ABOUT THIS TASK: If a line in the data holds the string "beam", list it.

EXTRACTED MATERIAL:
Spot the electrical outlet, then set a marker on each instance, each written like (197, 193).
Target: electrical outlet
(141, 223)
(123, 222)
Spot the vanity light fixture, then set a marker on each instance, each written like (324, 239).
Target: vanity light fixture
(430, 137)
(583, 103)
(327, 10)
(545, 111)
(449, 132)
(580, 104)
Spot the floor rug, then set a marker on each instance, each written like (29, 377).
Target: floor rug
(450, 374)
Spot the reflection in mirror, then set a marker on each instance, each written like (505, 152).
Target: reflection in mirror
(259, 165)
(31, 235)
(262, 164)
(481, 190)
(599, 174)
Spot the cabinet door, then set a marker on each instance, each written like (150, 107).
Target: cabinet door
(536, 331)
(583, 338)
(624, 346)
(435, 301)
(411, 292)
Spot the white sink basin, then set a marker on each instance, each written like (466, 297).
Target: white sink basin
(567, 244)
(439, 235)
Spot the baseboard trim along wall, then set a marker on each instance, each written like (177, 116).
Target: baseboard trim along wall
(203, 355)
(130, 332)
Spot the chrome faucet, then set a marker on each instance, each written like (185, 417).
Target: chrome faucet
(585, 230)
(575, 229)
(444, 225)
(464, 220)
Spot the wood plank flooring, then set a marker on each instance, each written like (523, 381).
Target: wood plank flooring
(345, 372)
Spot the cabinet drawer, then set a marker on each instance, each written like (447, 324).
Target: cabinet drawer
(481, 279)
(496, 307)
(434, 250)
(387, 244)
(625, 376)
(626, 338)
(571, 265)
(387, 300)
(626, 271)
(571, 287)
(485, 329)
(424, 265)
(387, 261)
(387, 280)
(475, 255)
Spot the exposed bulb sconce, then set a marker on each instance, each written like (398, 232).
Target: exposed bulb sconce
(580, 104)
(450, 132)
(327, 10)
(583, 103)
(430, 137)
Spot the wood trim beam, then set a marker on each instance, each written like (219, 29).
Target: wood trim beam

EXERCISE RESPONSE:
Spot the wood trim beam, then set a marker on each instance, each written like (219, 29).
Target: wood trim beam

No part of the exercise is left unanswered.